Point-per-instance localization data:

^^^^^^^^^^^^^^^^

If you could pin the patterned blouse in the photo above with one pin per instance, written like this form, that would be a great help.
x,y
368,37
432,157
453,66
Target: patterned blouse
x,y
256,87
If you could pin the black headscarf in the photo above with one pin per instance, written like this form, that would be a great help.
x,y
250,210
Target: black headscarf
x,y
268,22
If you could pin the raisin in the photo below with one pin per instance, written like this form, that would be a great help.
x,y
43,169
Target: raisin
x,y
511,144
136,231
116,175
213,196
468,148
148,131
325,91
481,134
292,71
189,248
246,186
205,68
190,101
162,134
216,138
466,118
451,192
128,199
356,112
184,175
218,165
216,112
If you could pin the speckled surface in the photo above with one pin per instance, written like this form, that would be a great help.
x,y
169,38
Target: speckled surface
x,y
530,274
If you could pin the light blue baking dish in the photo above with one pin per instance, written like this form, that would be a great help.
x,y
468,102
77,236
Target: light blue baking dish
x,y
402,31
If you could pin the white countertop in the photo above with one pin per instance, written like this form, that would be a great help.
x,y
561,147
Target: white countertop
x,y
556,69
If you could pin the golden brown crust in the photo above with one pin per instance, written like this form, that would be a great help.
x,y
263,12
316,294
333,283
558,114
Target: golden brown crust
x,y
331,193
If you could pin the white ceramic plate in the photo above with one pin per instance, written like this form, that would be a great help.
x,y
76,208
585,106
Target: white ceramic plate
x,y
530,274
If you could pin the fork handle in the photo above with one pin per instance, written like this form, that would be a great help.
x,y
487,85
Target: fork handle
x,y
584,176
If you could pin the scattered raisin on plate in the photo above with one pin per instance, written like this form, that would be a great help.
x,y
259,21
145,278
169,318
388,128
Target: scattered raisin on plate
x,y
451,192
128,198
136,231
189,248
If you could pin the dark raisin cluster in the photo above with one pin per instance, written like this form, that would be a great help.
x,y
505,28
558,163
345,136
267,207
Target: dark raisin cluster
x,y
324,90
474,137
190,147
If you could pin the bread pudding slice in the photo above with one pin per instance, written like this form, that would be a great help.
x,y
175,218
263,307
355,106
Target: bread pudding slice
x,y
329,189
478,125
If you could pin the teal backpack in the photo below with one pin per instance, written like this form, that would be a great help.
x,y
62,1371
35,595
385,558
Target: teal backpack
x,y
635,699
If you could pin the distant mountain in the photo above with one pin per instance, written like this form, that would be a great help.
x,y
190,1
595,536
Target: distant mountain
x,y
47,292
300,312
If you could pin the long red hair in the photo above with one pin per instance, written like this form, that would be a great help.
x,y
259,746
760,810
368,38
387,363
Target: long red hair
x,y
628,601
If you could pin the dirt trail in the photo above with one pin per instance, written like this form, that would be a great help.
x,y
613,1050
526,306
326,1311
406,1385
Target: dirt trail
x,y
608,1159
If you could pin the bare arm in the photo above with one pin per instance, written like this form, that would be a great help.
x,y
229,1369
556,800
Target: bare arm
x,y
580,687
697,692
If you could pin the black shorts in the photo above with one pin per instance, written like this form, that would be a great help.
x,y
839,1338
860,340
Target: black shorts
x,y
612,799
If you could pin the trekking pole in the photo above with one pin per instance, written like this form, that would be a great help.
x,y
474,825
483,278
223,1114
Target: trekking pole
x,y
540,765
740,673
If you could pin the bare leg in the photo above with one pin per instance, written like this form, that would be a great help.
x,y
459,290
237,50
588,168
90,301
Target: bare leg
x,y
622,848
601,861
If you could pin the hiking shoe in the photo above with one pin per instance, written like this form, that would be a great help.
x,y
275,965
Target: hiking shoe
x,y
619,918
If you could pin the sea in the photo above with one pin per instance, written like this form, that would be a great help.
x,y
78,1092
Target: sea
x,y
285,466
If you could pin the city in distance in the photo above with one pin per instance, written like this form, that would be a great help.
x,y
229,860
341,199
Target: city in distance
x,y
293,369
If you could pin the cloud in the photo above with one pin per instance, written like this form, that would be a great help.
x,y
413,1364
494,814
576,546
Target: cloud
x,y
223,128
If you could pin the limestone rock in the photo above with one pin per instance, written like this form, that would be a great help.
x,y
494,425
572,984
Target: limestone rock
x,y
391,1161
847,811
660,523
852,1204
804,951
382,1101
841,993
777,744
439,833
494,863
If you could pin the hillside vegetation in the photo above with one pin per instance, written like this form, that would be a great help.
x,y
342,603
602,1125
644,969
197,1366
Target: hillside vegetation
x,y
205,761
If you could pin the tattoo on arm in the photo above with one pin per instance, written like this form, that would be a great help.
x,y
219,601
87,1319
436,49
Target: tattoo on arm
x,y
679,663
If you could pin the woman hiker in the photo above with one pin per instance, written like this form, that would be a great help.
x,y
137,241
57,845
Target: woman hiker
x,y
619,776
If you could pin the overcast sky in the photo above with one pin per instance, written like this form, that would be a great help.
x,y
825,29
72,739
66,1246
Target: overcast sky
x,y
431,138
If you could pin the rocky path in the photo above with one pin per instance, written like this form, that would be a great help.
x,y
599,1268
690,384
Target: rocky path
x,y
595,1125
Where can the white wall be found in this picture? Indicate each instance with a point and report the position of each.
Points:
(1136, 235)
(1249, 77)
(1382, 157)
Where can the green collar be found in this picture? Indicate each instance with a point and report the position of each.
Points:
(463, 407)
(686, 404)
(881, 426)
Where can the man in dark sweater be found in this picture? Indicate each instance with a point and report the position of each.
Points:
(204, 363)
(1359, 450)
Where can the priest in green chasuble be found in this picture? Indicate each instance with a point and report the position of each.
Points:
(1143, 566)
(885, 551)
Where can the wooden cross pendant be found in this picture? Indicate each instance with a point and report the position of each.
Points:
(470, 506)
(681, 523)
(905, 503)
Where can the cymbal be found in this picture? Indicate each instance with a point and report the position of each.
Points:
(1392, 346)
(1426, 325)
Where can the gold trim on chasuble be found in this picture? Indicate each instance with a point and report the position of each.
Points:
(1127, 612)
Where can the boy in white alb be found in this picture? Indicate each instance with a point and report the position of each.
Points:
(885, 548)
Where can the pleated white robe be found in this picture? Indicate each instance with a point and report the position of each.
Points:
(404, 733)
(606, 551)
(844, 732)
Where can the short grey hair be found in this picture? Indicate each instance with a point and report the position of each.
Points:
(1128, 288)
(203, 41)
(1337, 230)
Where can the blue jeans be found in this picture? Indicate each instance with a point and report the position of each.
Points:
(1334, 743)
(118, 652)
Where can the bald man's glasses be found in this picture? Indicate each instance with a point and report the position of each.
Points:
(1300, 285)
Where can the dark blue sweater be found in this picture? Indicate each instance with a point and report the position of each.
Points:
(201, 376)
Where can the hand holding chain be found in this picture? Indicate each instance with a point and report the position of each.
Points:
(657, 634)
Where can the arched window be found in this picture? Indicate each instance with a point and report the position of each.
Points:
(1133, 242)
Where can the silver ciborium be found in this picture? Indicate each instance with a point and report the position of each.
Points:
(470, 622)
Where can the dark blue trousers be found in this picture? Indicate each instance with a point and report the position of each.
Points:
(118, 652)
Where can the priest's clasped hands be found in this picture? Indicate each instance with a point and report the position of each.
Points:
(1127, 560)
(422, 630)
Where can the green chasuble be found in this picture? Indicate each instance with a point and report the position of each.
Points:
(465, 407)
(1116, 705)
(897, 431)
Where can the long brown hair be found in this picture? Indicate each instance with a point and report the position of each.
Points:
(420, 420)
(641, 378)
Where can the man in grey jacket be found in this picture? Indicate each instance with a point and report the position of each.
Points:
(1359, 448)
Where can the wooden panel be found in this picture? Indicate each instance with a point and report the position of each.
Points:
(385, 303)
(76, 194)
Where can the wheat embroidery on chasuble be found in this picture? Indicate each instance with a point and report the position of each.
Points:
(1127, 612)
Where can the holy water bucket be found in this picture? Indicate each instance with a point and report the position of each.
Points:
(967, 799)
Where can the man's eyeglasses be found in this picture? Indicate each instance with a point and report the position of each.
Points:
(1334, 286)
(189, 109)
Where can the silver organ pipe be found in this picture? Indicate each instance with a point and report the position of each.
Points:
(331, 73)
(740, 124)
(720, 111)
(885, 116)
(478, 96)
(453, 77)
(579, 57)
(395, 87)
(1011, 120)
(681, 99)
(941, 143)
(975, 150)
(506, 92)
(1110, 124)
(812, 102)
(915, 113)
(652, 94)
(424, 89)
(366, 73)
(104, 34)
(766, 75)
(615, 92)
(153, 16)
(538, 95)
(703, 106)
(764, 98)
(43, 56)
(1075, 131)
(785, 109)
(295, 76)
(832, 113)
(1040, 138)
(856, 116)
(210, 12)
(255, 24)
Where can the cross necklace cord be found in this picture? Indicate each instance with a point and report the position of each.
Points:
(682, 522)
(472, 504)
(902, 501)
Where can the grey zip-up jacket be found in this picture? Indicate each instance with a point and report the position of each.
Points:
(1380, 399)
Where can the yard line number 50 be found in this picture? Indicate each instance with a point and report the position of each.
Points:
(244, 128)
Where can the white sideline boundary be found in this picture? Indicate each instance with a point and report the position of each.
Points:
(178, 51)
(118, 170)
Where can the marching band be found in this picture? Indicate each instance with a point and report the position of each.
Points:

^^^^^^^^^^^^^^^^

Provide the number of lines in the entries that include "sweater", and no other text.

2